» **Text passage**:
10. NBSafety, VLDB 2021

My student Stephen Macke got inspired by watching Joel Grus’ talk on how notebooks sucked and wanted to fix them. In particular, we started with reproducibility and the fact that in notebooks, if you (as a user) don’t remember the dependencies between cells, there is a very real danger of you forgetting to run the cells in the right sequence, resulting in downstream errors and lack of reproducibility. With nbsafety, users get lightweight cues alongside the notebook based on whether a cell is safe to be rerun (i.e., all its dependencies have been rerun), or unsafe, as green or red highlights. This small UI change had to be enabled by a lot of work on the PL side, specifically using a combination of static and dynamic analysis.

Nbsafety was successful as an open-source project, with over 350K+ downloads. Follow-on work also explored automatically extracting a reproducible snippet for a specific artifact. Nbsafety and other projects also led to notebooks offering an alternate paradigm of reactivity where all downstream cells are automatically executed, as opposed to manual execution.

Reflections and takeaways

Overall, the papers above covered most years in the 2014—2024 decade, except a few (2016, 2023), with no year having more than two papers. And they covered the vast majority of students who worked with me in that period, including Devin, Dixin, Doris L, Doris X, Liqi, Manasi, Mangesh, Sajjadur, Silu, Stephen, Tana, and Tarique—an amazing group, who are all leading the way in industry or academia.

Now, for some reflections from that period:

Drop-in/bolt-on is the way to go: Better technology doesn’t mean more adoption. Given humans don’t typically want to change their tools or workflows, it’s better to try to make those existing tools or workflows better, rather than trying to force users to change their approach. While I don’t think this is universally applicable (otherwise we’ll just keep using the same tools over time), it is one important strategy to make sure one’s work is useful.
Working with end-users is incredibly satisfying: throughout this decade, we sought out users—be it groups in other disciplines or in industry, or the open-source community at large. Engaging users early helped us make sure that we weren’t solving non-problems. But to work effectively with users, we had to get trained in HCI: I started this decade without knowing how to do a user study, and figured it out as I went along, with ample help from Karrie Karahalios.
Understudied spaces often have the richest problems, as we learned from looking at spreadsheets, dataframes, or notebooks, none of which had an established sub-community of researchers. While figuring out how to publish in these spaces is an entirely different matter, the lack of competition makes it such that you can take your time to publish—and when you do, it is more likely to define the field.
It’s hard to predict when ideas will be useful: as an example, ideas from SeeDB are seeing a resurgence in the era of agentic AI, where agents similarly want to issue a massive number of speculative probes to a backend data system, as is Orpheus, since agents will need lightweight branches and merges when operating on data at scale.
The push-pull of academia: In writing up this post, I realized that I got pulled in so many directions by students — as often as I pulled them. Working with students in places like Illinois or Berkeley is such a blessing, you learn so very much.
Building big, ambitious systems is fun and challenging! In picking papers to list, I realize I mostly listed big system building efforts, rather than other more algorithmic papers. While my PhD centered on more algorithmically-inclined work, I found, in my postdoc and beyond that system building efforts were a lot more exciting and had greater impact—in no small part because we thought long and hard about how the systems ended up getting adopted and used!

What a fun decade — now onto the next one!

» **Source material**:
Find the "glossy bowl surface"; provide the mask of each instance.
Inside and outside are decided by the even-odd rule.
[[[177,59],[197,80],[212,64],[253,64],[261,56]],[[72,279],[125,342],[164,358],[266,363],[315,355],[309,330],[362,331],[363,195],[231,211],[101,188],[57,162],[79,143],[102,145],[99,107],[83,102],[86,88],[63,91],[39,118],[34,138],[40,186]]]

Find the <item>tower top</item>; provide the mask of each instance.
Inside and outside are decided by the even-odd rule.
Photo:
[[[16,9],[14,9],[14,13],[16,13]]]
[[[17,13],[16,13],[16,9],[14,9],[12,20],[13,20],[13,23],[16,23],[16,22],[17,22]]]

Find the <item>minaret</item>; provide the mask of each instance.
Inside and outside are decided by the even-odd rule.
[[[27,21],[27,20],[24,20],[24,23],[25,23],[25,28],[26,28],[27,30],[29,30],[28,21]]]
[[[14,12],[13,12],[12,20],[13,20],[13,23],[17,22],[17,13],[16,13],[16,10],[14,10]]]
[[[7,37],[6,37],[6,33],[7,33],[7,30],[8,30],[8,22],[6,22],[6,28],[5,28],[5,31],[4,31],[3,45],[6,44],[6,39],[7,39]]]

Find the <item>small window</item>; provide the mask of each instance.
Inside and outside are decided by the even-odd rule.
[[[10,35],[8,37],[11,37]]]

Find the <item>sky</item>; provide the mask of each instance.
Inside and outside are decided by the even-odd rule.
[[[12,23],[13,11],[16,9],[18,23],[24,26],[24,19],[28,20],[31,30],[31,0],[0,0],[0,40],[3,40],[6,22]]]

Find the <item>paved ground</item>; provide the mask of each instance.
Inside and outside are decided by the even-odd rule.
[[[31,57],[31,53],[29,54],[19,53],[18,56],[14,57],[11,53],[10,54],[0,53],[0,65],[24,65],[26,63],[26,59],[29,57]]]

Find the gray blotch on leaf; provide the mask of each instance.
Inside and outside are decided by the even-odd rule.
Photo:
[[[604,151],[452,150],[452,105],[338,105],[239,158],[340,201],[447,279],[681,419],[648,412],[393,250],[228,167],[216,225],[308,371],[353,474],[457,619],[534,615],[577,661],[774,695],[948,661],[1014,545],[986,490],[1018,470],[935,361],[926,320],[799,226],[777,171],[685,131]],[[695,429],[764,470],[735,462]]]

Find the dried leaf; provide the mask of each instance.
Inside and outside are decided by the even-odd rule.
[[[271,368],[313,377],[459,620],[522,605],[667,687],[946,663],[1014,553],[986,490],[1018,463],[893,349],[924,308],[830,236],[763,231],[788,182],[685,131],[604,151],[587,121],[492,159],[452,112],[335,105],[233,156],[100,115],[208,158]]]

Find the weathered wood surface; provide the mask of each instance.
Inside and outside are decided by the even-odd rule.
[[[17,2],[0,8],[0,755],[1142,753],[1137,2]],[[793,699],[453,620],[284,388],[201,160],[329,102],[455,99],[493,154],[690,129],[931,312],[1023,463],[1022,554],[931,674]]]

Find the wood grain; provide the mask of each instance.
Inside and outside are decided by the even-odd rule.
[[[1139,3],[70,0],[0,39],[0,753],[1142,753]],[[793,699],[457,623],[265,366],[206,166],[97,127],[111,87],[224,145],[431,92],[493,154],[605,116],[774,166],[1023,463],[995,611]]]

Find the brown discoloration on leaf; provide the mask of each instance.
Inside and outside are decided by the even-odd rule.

» **Problem set**:
(a) Quote the research retrospective from "My student Stephen" up to and including "and dynamic analysis.".
(b) Translate this sentence from the research retrospective into Spanish: "Engaging users early helped us make sure that we weren’t solving non-problems."

» **Responses for each task**:
(a)
My student Stephen Macke got inspired by watching Joel Grus’ talk on how notebooks sucked and wanted to fix them. In particular, we started with reproducibility and the fact that in notebooks, if you (as a user) don’t remember the dependencies between cells, there is a very real danger of you forgetting to run the cells in the right sequence, resulting in downstream errors and lack of reproducibility. With nbsafety, users get lightweight cues alongside the notebook based on whether a cell is safe to be rerun (i.e., all its dependencies have been rerun), or unsafe, as green or red highlights. This small UI change had to be enabled by a lot of work on the PL side, specifically using a combination of static and dynamic analysis.

(b) Involucrar a los usuarios desde el principio nos ayudó a asegurarnos de que no estábamos resolviendo problemas inexistentes.